In 2021, 19.4 million U.S. adults had both a substance use disorder and a mental illness, according to a government survey. This figure grew by 2.4 million between 2020 and 2021.
The pandemic took a toll on the mental health of many Americans.
In fact, the Centers for Disease Control and Prevention reported an unprecedented surge in drug overdoses in 2020.
“The disruption to daily life due to the COVID-19 pandemic has hit those with substance use disorder hard,” former CDC Director Robert Redfield, M.D. said in a December 2020 press release. “It’s important to not lose sight of different groups being affected in other ways.
Many people diagnosed with a mental illness start misusing substances to fight symptoms related to their illness or deal with the side effects of medicine used to treat their illness.
When should you get help? Many times, if you’re experiencing a lot of anxiety, excessive mood swings, or feel disconnected from regular activities, it may be a good idea to seek professional help. Learn about these symptoms and more by reading “Mental health: What's normal, what's not” from the Mayo Clinic.
As the conversation about mental health has gotten louder in recent years, the number of resources online dedicated to awareness and treatment have also increased.
Here are a few below:
Substance Abuse and Mental Health Services (SAMHSA) Helpline
This helpline is a free, confidential treatment referral and information service for people and families facing mental and/or substance use disorders. This service is available 24 hours a day, 365 days a year in English and Spanish. Learn more (https://www.samhsa.gov/find-help/national-helpline)

Saved data entries

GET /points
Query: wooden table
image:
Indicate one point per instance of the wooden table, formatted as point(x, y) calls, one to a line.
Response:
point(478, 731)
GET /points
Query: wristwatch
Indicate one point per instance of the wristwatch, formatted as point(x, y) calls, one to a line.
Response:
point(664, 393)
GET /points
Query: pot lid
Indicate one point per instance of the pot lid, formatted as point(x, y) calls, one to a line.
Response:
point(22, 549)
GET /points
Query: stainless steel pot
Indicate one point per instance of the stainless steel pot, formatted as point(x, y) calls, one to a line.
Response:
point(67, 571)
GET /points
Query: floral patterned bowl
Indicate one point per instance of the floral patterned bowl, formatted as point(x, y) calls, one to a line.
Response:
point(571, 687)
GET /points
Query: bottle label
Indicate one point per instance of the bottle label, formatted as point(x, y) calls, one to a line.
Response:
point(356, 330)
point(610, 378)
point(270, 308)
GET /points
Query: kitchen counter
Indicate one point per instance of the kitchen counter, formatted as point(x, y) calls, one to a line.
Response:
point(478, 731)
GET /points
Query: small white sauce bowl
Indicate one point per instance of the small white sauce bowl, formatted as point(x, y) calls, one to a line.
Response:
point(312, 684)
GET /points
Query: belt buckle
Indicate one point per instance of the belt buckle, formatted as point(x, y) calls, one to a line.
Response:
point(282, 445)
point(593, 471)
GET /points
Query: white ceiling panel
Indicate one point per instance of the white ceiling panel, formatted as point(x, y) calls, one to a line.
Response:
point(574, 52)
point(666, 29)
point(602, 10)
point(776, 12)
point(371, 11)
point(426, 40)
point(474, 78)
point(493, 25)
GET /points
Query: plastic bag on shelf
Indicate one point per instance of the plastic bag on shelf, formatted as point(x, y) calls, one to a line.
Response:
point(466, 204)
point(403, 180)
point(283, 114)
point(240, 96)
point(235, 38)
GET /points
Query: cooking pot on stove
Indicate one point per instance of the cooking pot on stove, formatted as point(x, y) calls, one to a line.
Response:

**Exercise tasks**
(A) Change "surge" to "rise" in the passage on substance use and mental illness, giving the part starting at "In 2021, 19.4" and ending at "overdoses in 2020." again.
(B) Summarize the passage on substance use and mental illness in two sentences.
(C) Proceed with the passage on substance use and mental illness from the point where it stops.

**Responses by item number**
(A)
In 2021, 19.4 million U.S. adults had both a substance use disorder and a mental illness, according to a government survey. This figure grew by 2.4 million between 2020 and 2021.
The pandemic took a toll on the mental health of many Americans.
In fact, the Centers for Disease Control and Prevention reported an unprecedented rise in drug overdoses in 2020.

(B) In 2021, 19.4 million U.S. adults had both a substance use disorder and a mental illness, 2.4 million more than in 2020, as the pandemic took a toll on mental health and drug overdoses surged in 2020. Many people with a mental illness misuse substances to fight symptoms or deal with medication side effects, and the SAMHSA Helpline offers free, confidential treatment referrals 24 hours a day in English and Spanish.

(C)
National Suicide Prevention Lifeline
Individuals may call or text 988 to reach the National Suicide Prevention Lifeline, which also features a Spanish language sub-network.
CDC Treatment Resources List
The CDC has a page on their site that lists a variety of free and confidential resources to help you connect with a professional counselor near you. See it here.
This resource-rich website also features a wealth of information on the basics about mental health, the different disorders, and much more.
Help for Mental Illnesses (National Institute of Mental Health)
This resource page features helplines, information about finding a provider or treatment, info on how to decide if a provider is right for you, and much more.
Classroom Resource: Nurturing My Mental & Emotional Health (National Institute on Drug Abuse)
This activity helps promote mindfulness and teaches teens how to practice health-enhancing behaviors, which can support better management of stress and reduce the chances of exploring substance use as an alternative.